Exercise details: In the interview, what main theme does Miles Gunter say Fang explores?

Provided text:

Miles Gunter: Valla's minion is a hacker named Cody. He's sort of like the Microchip to Valla's Punisher. He's also a window into the modern world who schools her on things she doesn't quite grasp.
When you have a powerful character, you have to have adversaries that are more powerful. As Valla makes strides in her campaign against the oil industry, she will face her first real challenge in the form of Samael. He might be the son of the Angel of Death. Or he might just be an insane former underwear model. But what's for certain is he possesses the most powerful weapon on the planet and he's bringing it to bear against Valla.
DF: There is something about a book like this where a lone powerful figure takes notice and actually does (or attempts to do) something about a real-world concern that I believe readers (well, at least one) find cathartic. Is that felt on the other side of the keyboard?
Miles Gunter: Catharsis was my impetus for doing this book. I'm angry that our current leadership is not only blowing off doing anything about climate change but are also trying to destroy any progress we were making on the issue. I think the majority of Americans feel that same anger and frustration. The idea that scientific consensus on climate change could be politicized is a disgrace. Fang is very much a middle finger to those greedy stupid old fossils that currently hold the reins of power and who don't care about how they leave the world for their children and grandchildren. It's bound to piss a few people off, but how do they expect writers and artists to react when we see a consistently apathetic and ignorant response towards such a dire threat to human civilization?
DF: Valla obviously has some personal interest (like, survival!) in her environmental quest. Beyond that, are there other subtexts running through the book which readers might want to be aware of? Things ripped from today’s headlines?
Miles Gunter: The main theme that we're exploring in Fang is appetite. Our appetite for fossil fuels is a big reason the climate is changing. I think we've seen an acceleration of appetite all across our culture. Everywhere I go, people are on their smart phones most of the time. Junk food has doubled down in recent years creating these hideous mash up products. Things like tacos made from waffles and burgers where the bun is a donut. We binge watch TV shows. The news cycle never sleeps. Narcissism has never had a bigger platform thanks to social media. I think we all overdo it at times with our appetites and, as we see in the first issue, Valla gets caught up in this appetite mania as well.

Dataset excerpt:

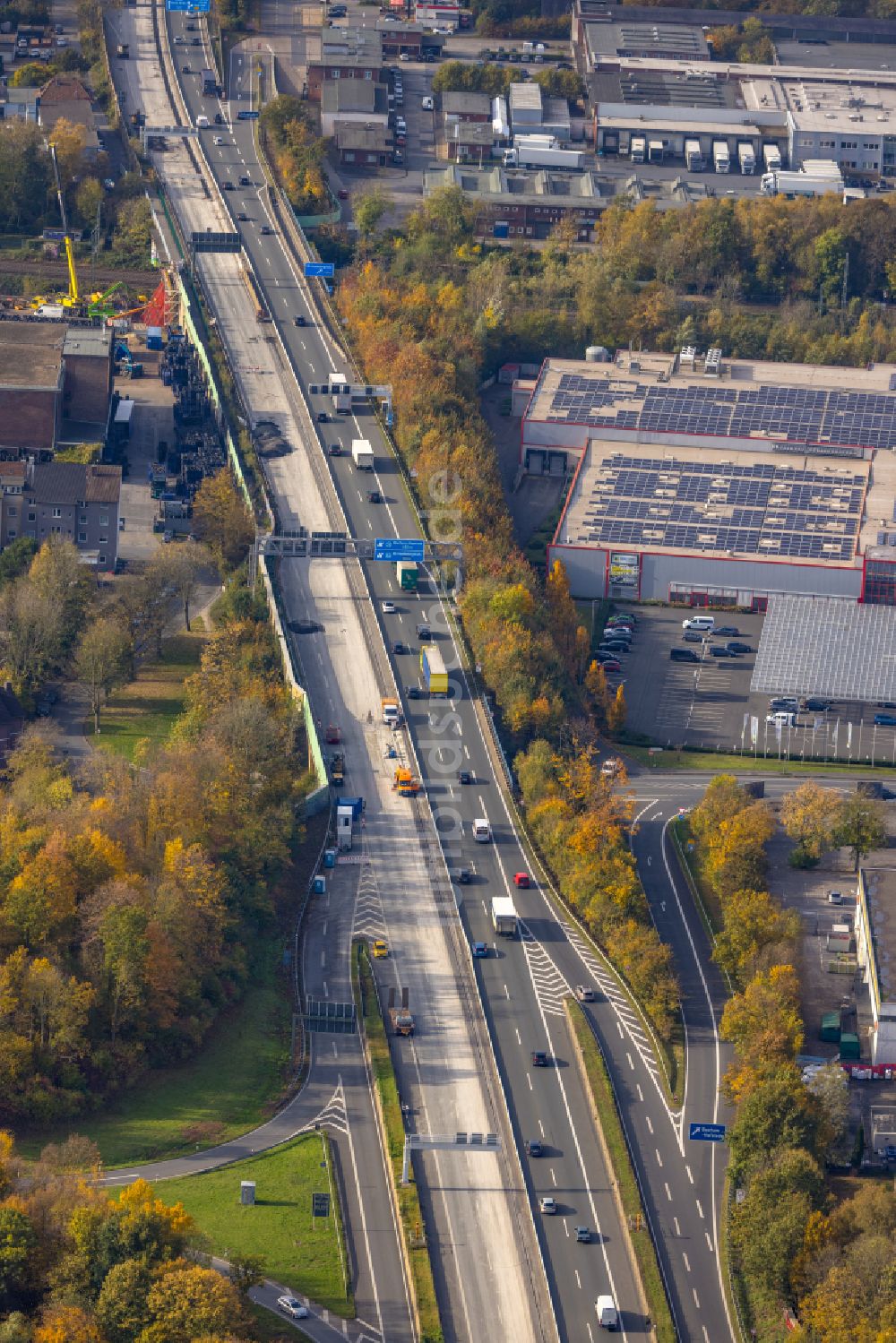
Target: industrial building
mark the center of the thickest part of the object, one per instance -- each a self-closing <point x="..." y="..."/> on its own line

Answer space: Appetite.